▶ _Exercise set_:
a) Rewrite the text on paradoxes and undecidability from "In order to" to "free of paradoxes.", using "basis" in place of "foundation".
b) Answer these questions from the text on paradoxes and undecidability:
(i) In what year did Bertrand Russel discover a paradox in naive set theory?
(ii) What technique did Kurt Goedel invent?
(iii) In what year did Alan Turing and Alonzo Church prove that there are undecidable problems in mathematics?

But let’s go back to mathematics. In 1901 Bertrand Russel discovered a paradox in naive set theory. It has been customary to talk about the set of all sets. Bertrand Russel found out that this leads to the paradoxical

set of all sets which do not contain themself.

Does this unversal set contain itself? If yes, it contains itself and therefore cannot be in the set. If no, it does not contain itself and therefore must contain itself.

In order to avoid such paradoxes which lead to contradictions,
Whitehead and Russel published in 1910, 1912 and 1913 the famous
*Principia Mathematica* which provided a foundation for
mathematics free of paradoxes.

The young viennese mathematician Kurt Goedel invented a technique
called *Goedel Numbering*. He used this technique to formulate a
sentence similar to Russel’s paradox as a mathematical statement about
natural numbers. Such a statement can be expressed in the formalism of
Principia Mathematica and therefore can be injected into Principia
Mathematica like a Trojan horse. In his famous incompleteness theorem
(1931) Goedel demonstrated that paradoxical statements can be injected
into all formalisms which are powerful enough to express basic
arithmetics.

Imagine the blow to Hilbert’s program! All formal theories sufficiently powerful are either inconsistent or incomplete.

The positive side of Goedels incompleteness theorem: Paradoxes are not necessarily bad. They are part of the mathematicians toolkit to prove something.

In 1936 Alan Turing and Alonzo Church proved independently that there are undecidable (or uncomputable) problems in mathematics. They basically used the technique of Goedel numbering in their proofs.

In this paper we are going to show that there are functions which cannot be computed in lambda calculus. Note that functions can return a boolean value and a not computable boolean valued function represents an undecidable predicate.

We don’t use a lot of math here. We continue to express the ideas in programmer’s terms like we did in Programming with Lambda Calculus. Everybody who is able to program functions should be able to follow.

Nearly all proofs of undecidability use the encoding of some logical
paradox. Let’s review the outline of such proofs using the example of
the *barber paradox*.

Definition:

A village has the

barberproperty if there is a barber in the village who shaves all the men in the village who do not shave themselves.

Theorem:

A village with the barber property does not exist.

▶ _Data section_:
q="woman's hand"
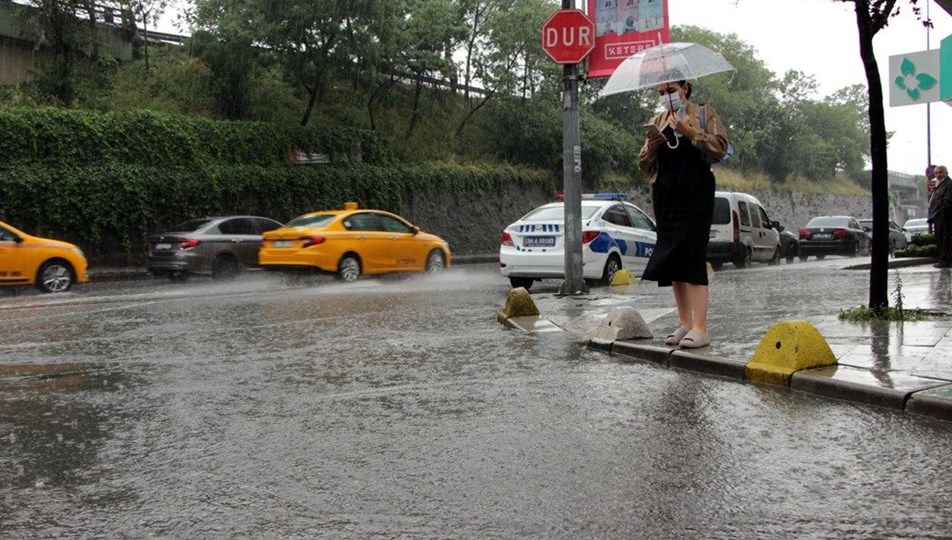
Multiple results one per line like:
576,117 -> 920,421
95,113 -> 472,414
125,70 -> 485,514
645,126 -> 666,154
671,118 -> 698,141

▶ _Solutions in order_:
a)
In order to avoid such paradoxes which lead to contradictions,
Whitehead and Russel published in 1910, 1912 and 1913 the famous
*Principia Mathematica* which provided a basis for
mathematics free of paradoxes.

b)
(i) 1901
(ii) Goedel Numbering
(iii) 1936